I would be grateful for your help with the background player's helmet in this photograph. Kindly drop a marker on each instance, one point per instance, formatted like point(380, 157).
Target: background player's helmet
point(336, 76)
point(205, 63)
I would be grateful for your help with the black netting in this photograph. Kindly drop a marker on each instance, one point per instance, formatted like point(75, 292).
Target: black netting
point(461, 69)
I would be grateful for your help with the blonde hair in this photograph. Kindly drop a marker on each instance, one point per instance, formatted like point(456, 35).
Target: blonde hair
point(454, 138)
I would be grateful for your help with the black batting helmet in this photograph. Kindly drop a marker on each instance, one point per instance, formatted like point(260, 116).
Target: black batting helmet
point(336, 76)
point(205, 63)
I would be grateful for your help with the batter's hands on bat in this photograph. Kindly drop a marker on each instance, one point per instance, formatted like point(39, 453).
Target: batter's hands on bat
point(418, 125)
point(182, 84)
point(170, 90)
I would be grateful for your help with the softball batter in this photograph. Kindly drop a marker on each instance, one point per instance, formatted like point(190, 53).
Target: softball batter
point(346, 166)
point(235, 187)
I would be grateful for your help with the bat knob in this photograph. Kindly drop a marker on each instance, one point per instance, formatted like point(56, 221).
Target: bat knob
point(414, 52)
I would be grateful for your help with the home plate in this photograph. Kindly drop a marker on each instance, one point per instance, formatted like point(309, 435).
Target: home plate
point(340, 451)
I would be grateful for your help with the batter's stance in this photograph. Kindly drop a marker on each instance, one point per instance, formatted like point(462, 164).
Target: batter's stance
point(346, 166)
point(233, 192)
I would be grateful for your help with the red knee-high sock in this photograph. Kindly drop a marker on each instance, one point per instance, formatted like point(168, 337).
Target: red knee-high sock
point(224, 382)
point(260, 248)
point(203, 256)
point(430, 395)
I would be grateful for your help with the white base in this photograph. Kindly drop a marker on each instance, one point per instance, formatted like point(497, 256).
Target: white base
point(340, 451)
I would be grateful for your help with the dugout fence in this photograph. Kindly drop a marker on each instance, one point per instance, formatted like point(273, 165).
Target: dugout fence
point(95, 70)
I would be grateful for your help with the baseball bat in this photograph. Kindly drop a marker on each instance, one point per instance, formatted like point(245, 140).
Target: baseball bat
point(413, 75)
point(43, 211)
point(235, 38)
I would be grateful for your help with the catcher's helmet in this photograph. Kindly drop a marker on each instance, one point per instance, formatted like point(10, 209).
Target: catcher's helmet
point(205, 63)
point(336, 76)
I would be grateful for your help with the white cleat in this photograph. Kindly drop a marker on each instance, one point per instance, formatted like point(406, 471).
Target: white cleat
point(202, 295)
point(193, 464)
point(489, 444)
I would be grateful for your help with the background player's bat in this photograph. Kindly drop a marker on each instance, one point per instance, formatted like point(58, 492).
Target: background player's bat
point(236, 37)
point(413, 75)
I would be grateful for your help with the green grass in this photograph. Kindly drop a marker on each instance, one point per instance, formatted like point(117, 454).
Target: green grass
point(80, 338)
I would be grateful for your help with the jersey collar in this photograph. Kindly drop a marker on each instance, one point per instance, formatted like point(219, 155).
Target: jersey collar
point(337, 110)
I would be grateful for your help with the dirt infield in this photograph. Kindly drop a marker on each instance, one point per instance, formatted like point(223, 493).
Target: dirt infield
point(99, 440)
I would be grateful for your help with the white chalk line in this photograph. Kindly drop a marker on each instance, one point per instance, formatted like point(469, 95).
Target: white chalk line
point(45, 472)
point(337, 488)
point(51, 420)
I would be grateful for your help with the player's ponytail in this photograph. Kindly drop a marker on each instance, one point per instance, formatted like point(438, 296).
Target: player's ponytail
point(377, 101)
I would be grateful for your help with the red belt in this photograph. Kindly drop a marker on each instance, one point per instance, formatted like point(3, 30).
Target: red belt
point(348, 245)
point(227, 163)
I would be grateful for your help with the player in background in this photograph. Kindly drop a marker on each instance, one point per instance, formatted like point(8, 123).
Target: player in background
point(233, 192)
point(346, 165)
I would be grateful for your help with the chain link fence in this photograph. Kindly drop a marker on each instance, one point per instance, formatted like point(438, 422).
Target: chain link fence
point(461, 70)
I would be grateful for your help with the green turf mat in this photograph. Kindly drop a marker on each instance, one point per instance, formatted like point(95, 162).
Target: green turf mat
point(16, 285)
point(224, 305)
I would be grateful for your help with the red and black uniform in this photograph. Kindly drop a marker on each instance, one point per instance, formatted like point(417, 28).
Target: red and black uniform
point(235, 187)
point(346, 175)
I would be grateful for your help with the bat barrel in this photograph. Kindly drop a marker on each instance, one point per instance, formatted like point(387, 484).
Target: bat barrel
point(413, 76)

------------

■ **DIRECTIVE**: Write every line of the items above as a JSON list of strings, with one string per line and no blank lines.

■ **IN RESPONSE**:
[
  "I would be grateful for your help with the background player's helmet in this photograph. Kindly drop a marker on each instance, one point per instance, formatted like point(380, 157).",
  "Target: background player's helmet",
  "point(336, 76)",
  "point(205, 63)",
  "I would be grateful for your help with the black netting in this photograph. Kindly drop a marker on each instance, one point per instance, formatted like point(75, 292).",
  "Target: black netting",
  "point(461, 69)",
  "I would be grateful for your help with the blonde hair in this photograph. Kindly drop a marker on each instance, one point per instance, formatted like point(456, 35).",
  "Target: blonde hair",
  "point(454, 138)",
  "I would be grateful for your help with the black batting helmet in this photograph. Kindly drop a marker on each instance, one point per instance, formatted like point(260, 116).",
  "Target: black batting helmet",
  "point(336, 76)",
  "point(205, 63)",
  "I would be grateful for your help with the batter's hands on bat in this photograph. Kindly drop a marker on each instance, one point per instance, formatted like point(39, 453).",
  "Target: batter's hands on bat",
  "point(418, 125)",
  "point(182, 84)",
  "point(170, 90)",
  "I would be grateful for your help with the softball batter in this photograph. Kindly drop a marker on each instance, one point per instance, formatted like point(190, 53).",
  "Target: softball batter",
  "point(346, 166)",
  "point(235, 187)",
  "I would be grateful for your help with the bat knob in this photograph. Kindly drop a marker on each instance, one point per instance, formatted like point(56, 221).",
  "Target: bat knob",
  "point(414, 52)",
  "I would be grateful for your help with the home plate in this photograph. Kindly drop a marker on each instance, one point per instance, formatted like point(309, 435).",
  "Target: home plate",
  "point(340, 451)",
  "I would be grateful for your help with the batter's stance in this photograph. Kindly drop a marker on each instance, one point per instance, formatted like point(462, 164).",
  "Target: batter's stance",
  "point(346, 166)",
  "point(233, 192)",
  "I would be grateful for your help with the red knee-high sock in this photograph. Kindly drop a marker on each instance, one point per instance, formatted like point(168, 337).",
  "Target: red knee-high sock",
  "point(224, 382)",
  "point(260, 248)",
  "point(203, 256)",
  "point(430, 395)",
  "I would be grateful for your help with the white base in this photograph. Kindly drop a marker on each instance, one point per instance, formatted like point(497, 256).",
  "Target: white base",
  "point(340, 451)",
  "I would be grateful for your help with the dugout fence in this photograph. Kindly drop a marker on each instance, one point per instance, formatted like point(273, 165).",
  "Target: dugout fence",
  "point(95, 70)",
  "I would be grateful for your help with the baseball bat in this photograph. Kindly drop a marker on each instance, one point per instance, formatted like point(245, 140).",
  "Target: baseball bat",
  "point(413, 75)",
  "point(43, 211)",
  "point(235, 38)",
  "I would be grateful for your help with the catcher's helmet in this photograph. Kindly drop a marker on each instance, one point per instance, formatted like point(10, 209).",
  "Target: catcher's helmet",
  "point(205, 63)",
  "point(336, 76)",
  "I would be grateful for your help with the white cleat in this photograph. Kindly drop a marker on each instance, one point per instance, formatted like point(406, 471).",
  "Target: white cleat",
  "point(202, 295)",
  "point(193, 464)",
  "point(489, 444)",
  "I would be grateful for your help with the background player's bat in this photograph. Kindly drop a marker on each instance, one point per instance, formatted like point(58, 492).",
  "Target: background player's bat",
  "point(236, 37)",
  "point(413, 75)",
  "I would be grateful for your help with the green grass in this photograph. Kindly drop a marker on each instance, one point per instance, formatted like point(117, 454).",
  "Target: green grass",
  "point(80, 338)",
  "I would be grateful for your help with the jersey collar in this photograph. Kindly drop a marker on each instance, one point per instance, formatted like point(219, 155).",
  "Target: jersey collar",
  "point(337, 110)",
  "I would be grateful for your help with the dirt infield in this photograph. Kindly drop a marker on each instance, one point per instance, formatted like point(223, 493).",
  "Target: dirt infield",
  "point(99, 440)",
  "I would be grateful for your help with the white chalk line in this photograph. Kindly drop a marker on each instance, one point per instance, formatted like point(469, 95).",
  "Target: white chalk line",
  "point(45, 472)",
  "point(337, 488)",
  "point(51, 420)",
  "I would be grateful for your help with the player's ponytail in this photograph. Kindly drop a marker on each instance, one point per instance, formatted like point(438, 296).",
  "Target: player's ponytail",
  "point(377, 101)",
  "I would be grateful for your help with the red belt in this photograph. Kindly drop a marker on each instance, one point per instance, formatted like point(3, 30).",
  "Target: red belt",
  "point(348, 245)",
  "point(227, 163)",
  "I would be grateful for your help with the player in background in this photograph. Kindly drop a marker on each instance, one point per instance, formatted like point(8, 123).",
  "Target: player in background",
  "point(233, 192)",
  "point(346, 165)",
  "I would be grateful for your help with the chain link fence in this photograph. Kindly drop a marker on each instance, one point per instance, formatted like point(438, 422).",
  "Target: chain link fence",
  "point(461, 70)",
  "I would be grateful for your help with the green turf mat in this photograph. Kindly drop a marker on each instance, one point per instance, formatted like point(95, 162).",
  "Target: green turf mat",
  "point(16, 285)",
  "point(224, 305)",
  "I would be grateful for your help with the red and black uniform in this photograph. Kindly drop a marker on each instance, one point per instance, formatted like point(417, 28).",
  "Target: red and black uniform",
  "point(235, 187)",
  "point(346, 175)",
  "I would be grateful for your help with the bat barrel in this photograph. Kindly drop a marker on each instance, one point per instance, formatted like point(387, 484).",
  "Target: bat barrel",
  "point(413, 76)"
]